Diktatur-Akten werden öffentlich

ARGENTINIEN Präsidentin Kirchner ordnet die Freigabe von Dokumenten aus der Zeit der Militärherrschaft an. Doch viele Beweise gegen die Folterer dürften längst vernichtet sein

Fraglich ist, inwieweit die Militärs jetzt wirklich bereit sind zu kooperieren

AUS BUENOS AIRES JÜRGEN VOGT

In Argentinien ist die Aufarbeitung der Menschenrechtsverbrechen während der letzten Militärdiktatur einen weiteren Schritt vorangekommen. Präsidentin Cristina Kirchner hat die Freigabe der bisher unter anderem als „Staatsgeheimnis“ klassifizierten Dokumente der Streitkräfte aus der Zeit von 1976 bis 1983 angeordnet. Während der Militärdiktatur verschwanden rund 30.000 Menschen spurlos oder wurden nachweislich ermordet.

▸ Aufgaben
1 > Nenne alle Zahlen, die im Artikel über die Diktatur-Akten in Ziffern stehen.
2 > Schreib aus dem Artikel über die Diktatur-Akten die Stelle zwischen „In Argentinien ist“ und „wurden nachweislich ermordet.“ ab, beide eingeschlossen.
Stütze dich nur auf den Artikel.

▸ Auszüge aus Datensätzen
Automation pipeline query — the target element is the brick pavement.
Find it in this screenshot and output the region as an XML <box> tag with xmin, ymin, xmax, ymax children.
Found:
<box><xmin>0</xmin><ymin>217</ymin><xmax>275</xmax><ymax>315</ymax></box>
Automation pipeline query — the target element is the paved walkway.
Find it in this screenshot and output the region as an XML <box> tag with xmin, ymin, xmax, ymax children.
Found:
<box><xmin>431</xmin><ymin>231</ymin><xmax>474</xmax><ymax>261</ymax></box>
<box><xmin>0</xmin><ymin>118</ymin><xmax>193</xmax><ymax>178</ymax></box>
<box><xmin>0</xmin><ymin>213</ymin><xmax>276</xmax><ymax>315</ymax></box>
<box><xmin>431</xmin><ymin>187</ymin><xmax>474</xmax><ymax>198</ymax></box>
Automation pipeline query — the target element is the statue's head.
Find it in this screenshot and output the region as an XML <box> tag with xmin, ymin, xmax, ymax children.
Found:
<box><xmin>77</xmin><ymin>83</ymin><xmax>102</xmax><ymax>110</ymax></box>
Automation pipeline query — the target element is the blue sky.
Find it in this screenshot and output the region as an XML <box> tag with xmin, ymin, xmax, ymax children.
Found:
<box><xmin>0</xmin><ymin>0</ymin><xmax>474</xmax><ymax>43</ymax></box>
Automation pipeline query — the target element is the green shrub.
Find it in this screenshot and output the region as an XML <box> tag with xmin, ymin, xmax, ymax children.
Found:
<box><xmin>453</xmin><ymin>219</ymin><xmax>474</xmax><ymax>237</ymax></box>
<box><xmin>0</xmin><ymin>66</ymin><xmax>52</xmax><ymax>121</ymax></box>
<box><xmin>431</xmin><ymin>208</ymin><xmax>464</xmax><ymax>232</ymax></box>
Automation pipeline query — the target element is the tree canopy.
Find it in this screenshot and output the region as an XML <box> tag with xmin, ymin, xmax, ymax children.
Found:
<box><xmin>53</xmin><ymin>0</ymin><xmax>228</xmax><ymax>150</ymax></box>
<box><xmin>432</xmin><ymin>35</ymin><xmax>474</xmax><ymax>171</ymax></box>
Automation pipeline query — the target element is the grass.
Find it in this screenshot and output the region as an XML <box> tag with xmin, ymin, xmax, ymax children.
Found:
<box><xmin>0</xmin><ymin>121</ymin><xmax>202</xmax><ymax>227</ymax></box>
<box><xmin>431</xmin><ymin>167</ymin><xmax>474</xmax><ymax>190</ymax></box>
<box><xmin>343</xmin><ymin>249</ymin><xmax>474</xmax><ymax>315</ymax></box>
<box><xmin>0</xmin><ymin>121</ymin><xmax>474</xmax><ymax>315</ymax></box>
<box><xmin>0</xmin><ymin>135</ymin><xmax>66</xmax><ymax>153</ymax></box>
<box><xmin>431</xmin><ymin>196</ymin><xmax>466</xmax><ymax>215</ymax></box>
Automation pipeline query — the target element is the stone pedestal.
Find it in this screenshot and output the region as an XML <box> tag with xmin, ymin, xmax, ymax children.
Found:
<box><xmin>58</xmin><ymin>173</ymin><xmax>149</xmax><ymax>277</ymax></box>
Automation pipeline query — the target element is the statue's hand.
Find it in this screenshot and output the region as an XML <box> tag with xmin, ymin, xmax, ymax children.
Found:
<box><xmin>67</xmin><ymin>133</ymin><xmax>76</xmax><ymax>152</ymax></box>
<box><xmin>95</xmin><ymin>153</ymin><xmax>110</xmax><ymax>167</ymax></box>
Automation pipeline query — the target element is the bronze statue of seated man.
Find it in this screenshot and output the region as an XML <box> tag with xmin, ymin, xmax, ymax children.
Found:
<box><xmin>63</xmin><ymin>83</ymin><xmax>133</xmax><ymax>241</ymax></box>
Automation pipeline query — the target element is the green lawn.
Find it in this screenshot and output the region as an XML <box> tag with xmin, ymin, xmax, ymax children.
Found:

▸ Lösungen
1 > 1976, 1983, 30.000

2 >
In Argentinien ist die Aufarbeitung der Menschenrechtsverbrechen während der letzten Militärdiktatur einen weiteren Schritt vorangekommen. Präsidentin Cristina Kirchner hat die Freigabe der bisher unter anderem als „Staatsgeheimnis“ klassifizierten Dokumente der Streitkräfte aus der Zeit von 1976 bis 1983 angeordnet. Während der Militärdiktatur verschwanden rund 30.000 Menschen spurlos oder wurden nachweislich ermordet.